» **Task goal**
Reproduce the lines from the one containing "Mark a point on each instance of the car hood" through the one containing "(549, 1157)", requests included, and give only those lines. Multiply every pixel coordinate in the answers by 1.75 and round each to a whole number, with halves rounded up.
* BEGIN Data shown *
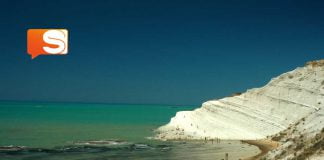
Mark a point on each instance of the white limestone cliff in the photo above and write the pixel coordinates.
(257, 113)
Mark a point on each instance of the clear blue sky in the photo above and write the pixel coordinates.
(161, 52)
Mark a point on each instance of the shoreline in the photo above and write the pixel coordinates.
(265, 145)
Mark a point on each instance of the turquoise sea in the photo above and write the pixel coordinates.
(76, 131)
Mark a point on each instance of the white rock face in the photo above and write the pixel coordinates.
(255, 114)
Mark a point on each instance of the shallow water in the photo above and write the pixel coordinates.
(57, 131)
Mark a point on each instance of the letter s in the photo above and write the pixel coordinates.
(55, 37)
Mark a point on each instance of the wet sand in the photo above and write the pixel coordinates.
(264, 145)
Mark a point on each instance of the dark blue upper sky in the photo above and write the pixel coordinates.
(162, 52)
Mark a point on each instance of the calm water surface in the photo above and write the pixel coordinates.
(59, 131)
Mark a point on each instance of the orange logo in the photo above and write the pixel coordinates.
(47, 42)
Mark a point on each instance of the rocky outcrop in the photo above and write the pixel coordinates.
(256, 114)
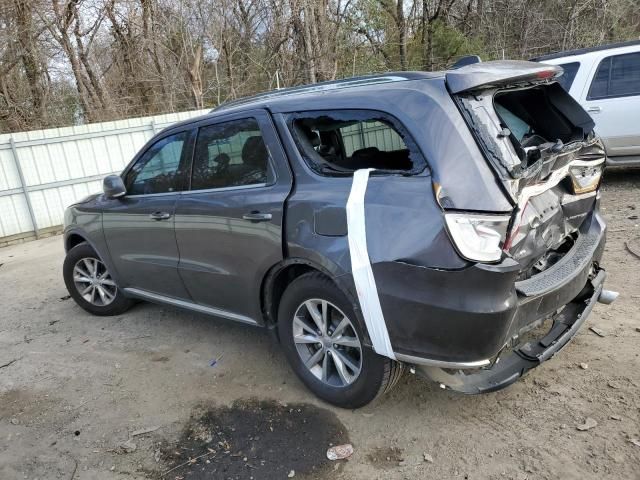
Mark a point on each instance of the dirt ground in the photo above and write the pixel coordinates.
(222, 402)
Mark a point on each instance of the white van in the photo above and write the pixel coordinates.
(605, 80)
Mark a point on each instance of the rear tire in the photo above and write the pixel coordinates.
(352, 375)
(90, 284)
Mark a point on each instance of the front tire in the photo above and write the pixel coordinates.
(322, 341)
(90, 284)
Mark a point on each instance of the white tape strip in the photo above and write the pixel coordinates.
(361, 266)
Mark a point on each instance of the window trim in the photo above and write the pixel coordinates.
(407, 138)
(575, 75)
(187, 149)
(595, 73)
(218, 121)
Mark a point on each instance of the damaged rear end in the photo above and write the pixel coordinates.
(549, 163)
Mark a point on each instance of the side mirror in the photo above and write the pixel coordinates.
(113, 186)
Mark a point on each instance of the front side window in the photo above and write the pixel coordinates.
(159, 169)
(334, 142)
(230, 154)
(568, 75)
(617, 76)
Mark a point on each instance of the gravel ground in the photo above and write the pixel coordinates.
(79, 388)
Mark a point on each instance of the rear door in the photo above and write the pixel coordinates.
(139, 227)
(612, 98)
(229, 224)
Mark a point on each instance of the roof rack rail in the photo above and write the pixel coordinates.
(582, 51)
(466, 60)
(317, 87)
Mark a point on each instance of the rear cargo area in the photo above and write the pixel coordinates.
(541, 145)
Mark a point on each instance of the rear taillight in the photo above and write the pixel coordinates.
(478, 237)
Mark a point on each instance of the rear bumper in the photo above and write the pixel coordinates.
(465, 319)
(513, 364)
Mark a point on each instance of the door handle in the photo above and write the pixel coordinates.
(160, 216)
(257, 217)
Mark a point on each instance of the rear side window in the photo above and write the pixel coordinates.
(335, 142)
(230, 154)
(569, 74)
(617, 76)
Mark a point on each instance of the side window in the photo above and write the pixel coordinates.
(617, 76)
(370, 134)
(569, 74)
(158, 170)
(343, 141)
(230, 154)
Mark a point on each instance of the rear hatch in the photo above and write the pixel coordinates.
(542, 148)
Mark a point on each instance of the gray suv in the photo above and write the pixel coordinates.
(445, 221)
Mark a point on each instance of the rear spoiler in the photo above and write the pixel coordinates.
(483, 75)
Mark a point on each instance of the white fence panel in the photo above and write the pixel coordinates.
(44, 171)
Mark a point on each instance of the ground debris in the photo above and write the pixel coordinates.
(128, 446)
(633, 246)
(8, 364)
(340, 452)
(144, 431)
(588, 424)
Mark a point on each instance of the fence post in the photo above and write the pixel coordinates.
(23, 185)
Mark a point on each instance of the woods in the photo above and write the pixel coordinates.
(64, 62)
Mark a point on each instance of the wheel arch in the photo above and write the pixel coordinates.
(282, 274)
(74, 239)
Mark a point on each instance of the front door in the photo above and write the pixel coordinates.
(613, 101)
(139, 227)
(229, 225)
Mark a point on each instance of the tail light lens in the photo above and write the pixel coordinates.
(585, 178)
(478, 237)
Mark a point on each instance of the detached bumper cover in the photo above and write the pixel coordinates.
(465, 318)
(515, 364)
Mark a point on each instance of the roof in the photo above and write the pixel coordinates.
(288, 97)
(333, 85)
(582, 51)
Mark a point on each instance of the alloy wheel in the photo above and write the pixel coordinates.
(93, 282)
(327, 343)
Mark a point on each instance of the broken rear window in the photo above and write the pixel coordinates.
(538, 116)
(340, 142)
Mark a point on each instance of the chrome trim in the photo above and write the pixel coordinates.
(555, 178)
(227, 189)
(143, 195)
(155, 297)
(441, 363)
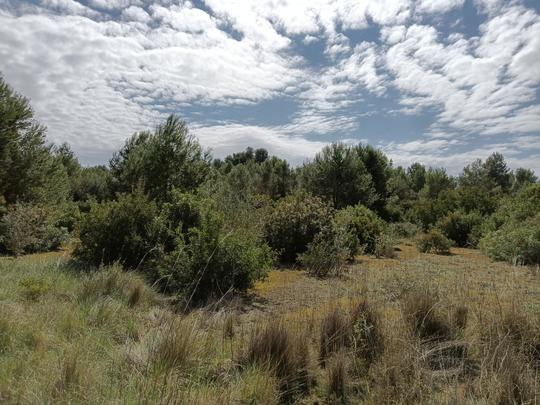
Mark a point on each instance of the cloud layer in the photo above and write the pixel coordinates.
(96, 71)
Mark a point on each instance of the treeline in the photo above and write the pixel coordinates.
(200, 227)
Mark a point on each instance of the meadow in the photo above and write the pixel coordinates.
(417, 328)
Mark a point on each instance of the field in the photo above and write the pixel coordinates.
(420, 328)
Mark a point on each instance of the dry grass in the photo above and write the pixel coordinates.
(418, 328)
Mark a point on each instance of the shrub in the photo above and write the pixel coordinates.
(463, 229)
(514, 242)
(128, 231)
(384, 246)
(433, 242)
(27, 228)
(210, 262)
(363, 223)
(326, 255)
(294, 222)
(403, 229)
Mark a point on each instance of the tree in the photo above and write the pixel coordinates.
(523, 177)
(339, 175)
(29, 171)
(161, 160)
(436, 181)
(378, 166)
(417, 176)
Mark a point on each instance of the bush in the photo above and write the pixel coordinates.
(403, 229)
(514, 242)
(327, 254)
(211, 262)
(363, 223)
(27, 228)
(463, 229)
(433, 242)
(294, 222)
(384, 246)
(128, 231)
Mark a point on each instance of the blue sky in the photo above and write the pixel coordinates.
(440, 82)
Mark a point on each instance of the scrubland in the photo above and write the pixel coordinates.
(419, 328)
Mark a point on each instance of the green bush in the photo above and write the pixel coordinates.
(433, 242)
(128, 231)
(294, 222)
(326, 254)
(403, 229)
(27, 228)
(363, 223)
(214, 262)
(514, 242)
(384, 246)
(463, 229)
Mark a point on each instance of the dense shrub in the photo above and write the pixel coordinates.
(384, 246)
(433, 242)
(463, 229)
(128, 231)
(27, 228)
(326, 254)
(211, 262)
(363, 223)
(514, 242)
(403, 229)
(294, 222)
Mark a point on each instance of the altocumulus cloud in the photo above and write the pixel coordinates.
(437, 81)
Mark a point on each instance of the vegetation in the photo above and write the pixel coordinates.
(145, 280)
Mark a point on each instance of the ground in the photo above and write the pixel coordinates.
(71, 337)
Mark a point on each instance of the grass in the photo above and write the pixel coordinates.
(416, 328)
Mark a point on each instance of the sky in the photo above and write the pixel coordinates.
(441, 82)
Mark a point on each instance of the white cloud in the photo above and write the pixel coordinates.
(438, 6)
(228, 138)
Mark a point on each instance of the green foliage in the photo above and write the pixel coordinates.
(29, 171)
(293, 223)
(490, 175)
(433, 242)
(27, 228)
(339, 175)
(211, 262)
(463, 229)
(128, 231)
(403, 229)
(384, 246)
(363, 223)
(436, 181)
(514, 242)
(327, 253)
(92, 183)
(160, 161)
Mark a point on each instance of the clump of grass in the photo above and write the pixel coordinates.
(276, 349)
(420, 309)
(228, 326)
(337, 377)
(5, 335)
(113, 282)
(175, 345)
(367, 336)
(33, 288)
(335, 334)
(69, 373)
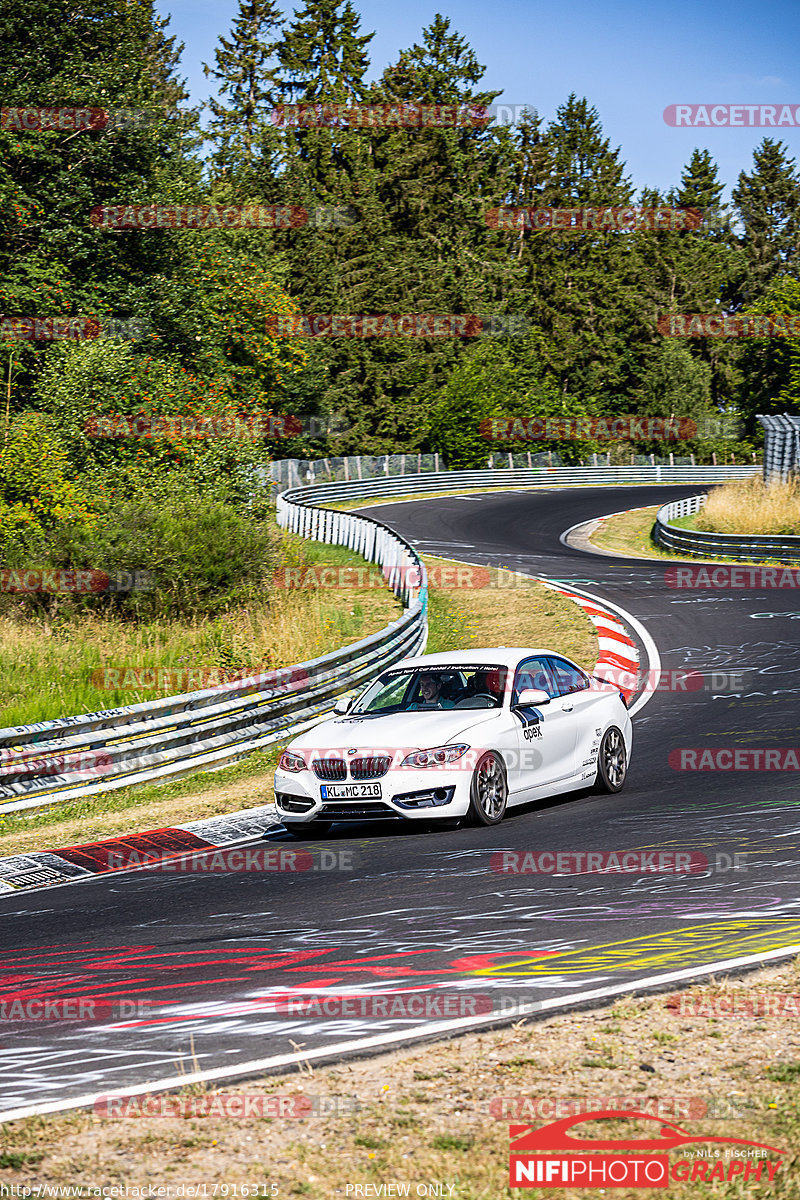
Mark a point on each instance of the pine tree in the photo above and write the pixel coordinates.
(768, 204)
(246, 72)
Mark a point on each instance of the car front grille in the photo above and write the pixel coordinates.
(332, 771)
(374, 767)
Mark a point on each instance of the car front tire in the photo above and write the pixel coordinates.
(612, 762)
(488, 793)
(308, 828)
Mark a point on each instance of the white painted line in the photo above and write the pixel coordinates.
(385, 1041)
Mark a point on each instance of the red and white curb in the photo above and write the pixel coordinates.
(72, 864)
(618, 661)
(619, 658)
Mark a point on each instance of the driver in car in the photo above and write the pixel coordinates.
(431, 693)
(483, 683)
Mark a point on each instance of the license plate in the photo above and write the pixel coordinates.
(349, 791)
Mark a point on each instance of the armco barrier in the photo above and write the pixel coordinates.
(170, 737)
(166, 738)
(755, 547)
(428, 483)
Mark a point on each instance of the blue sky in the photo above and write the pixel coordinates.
(629, 59)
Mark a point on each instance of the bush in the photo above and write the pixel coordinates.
(37, 498)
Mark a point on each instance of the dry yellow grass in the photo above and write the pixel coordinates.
(749, 507)
(505, 610)
(79, 664)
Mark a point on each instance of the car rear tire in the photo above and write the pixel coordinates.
(488, 793)
(612, 762)
(308, 828)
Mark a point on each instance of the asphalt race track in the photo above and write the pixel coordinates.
(421, 910)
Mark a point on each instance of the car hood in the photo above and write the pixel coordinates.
(410, 731)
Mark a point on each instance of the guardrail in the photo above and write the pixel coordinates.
(167, 738)
(170, 737)
(699, 544)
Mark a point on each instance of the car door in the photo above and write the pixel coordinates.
(546, 735)
(587, 706)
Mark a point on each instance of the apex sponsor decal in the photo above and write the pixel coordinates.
(233, 1107)
(732, 577)
(600, 220)
(734, 759)
(705, 117)
(739, 1002)
(624, 862)
(410, 324)
(720, 324)
(551, 1157)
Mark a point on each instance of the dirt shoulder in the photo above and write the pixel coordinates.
(468, 607)
(440, 1113)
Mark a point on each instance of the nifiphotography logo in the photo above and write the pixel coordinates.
(549, 1157)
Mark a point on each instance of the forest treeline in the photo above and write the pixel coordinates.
(581, 340)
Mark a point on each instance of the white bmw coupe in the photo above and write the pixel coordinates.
(451, 736)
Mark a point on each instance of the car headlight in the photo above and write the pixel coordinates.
(292, 761)
(437, 756)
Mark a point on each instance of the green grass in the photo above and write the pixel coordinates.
(58, 667)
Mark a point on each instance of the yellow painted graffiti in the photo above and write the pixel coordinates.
(690, 946)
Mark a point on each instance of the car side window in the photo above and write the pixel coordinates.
(567, 678)
(533, 673)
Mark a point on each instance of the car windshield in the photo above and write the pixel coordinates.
(434, 689)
* END Data shown *
» **Result for this task**
Mark a point on each instance of the car hood in the photo above and write the pixel coordinates.
(718, 1279)
Mark a point on each instance of the guardrail in the photo above and write the pixel coordinates.
(292, 1292)
(298, 1290)
(1223, 952)
Mark a point on each instance of the car door in the photo above and write the pixel coordinates.
(956, 1286)
(1027, 1236)
Mark a point on each instance of the apex sponsor decal in the photo above and write the pixel coordinates.
(408, 1937)
(1281, 1010)
(1050, 385)
(1285, 1328)
(1234, 205)
(1293, 1754)
(1092, 1509)
(718, 567)
(1260, 567)
(964, 2025)
Mark a point on each instance of the dirt shoulder in the photo above and write the pixel coordinates.
(819, 1062)
(770, 1948)
Mark a point on each instance of the nifiphotography logo in the photo above and write the pixel coordinates.
(961, 2025)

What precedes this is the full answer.